**Exercise requirements**
Write out the records once more, exactly as given.

**Referring expression data**
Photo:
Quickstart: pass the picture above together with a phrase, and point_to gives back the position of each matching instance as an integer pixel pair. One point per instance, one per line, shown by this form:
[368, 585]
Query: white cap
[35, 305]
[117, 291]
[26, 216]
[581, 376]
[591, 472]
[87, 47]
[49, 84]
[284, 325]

**Response**
Photo:
Quickstart: pass the picture above together with a phrase, and point_to gives back the position of each matching instance as an integer pixel pair. One point per instance, one per line, shown by this form:
[368, 585]
Query: white cap
[35, 305]
[117, 291]
[26, 216]
[581, 376]
[591, 472]
[87, 47]
[49, 84]
[284, 325]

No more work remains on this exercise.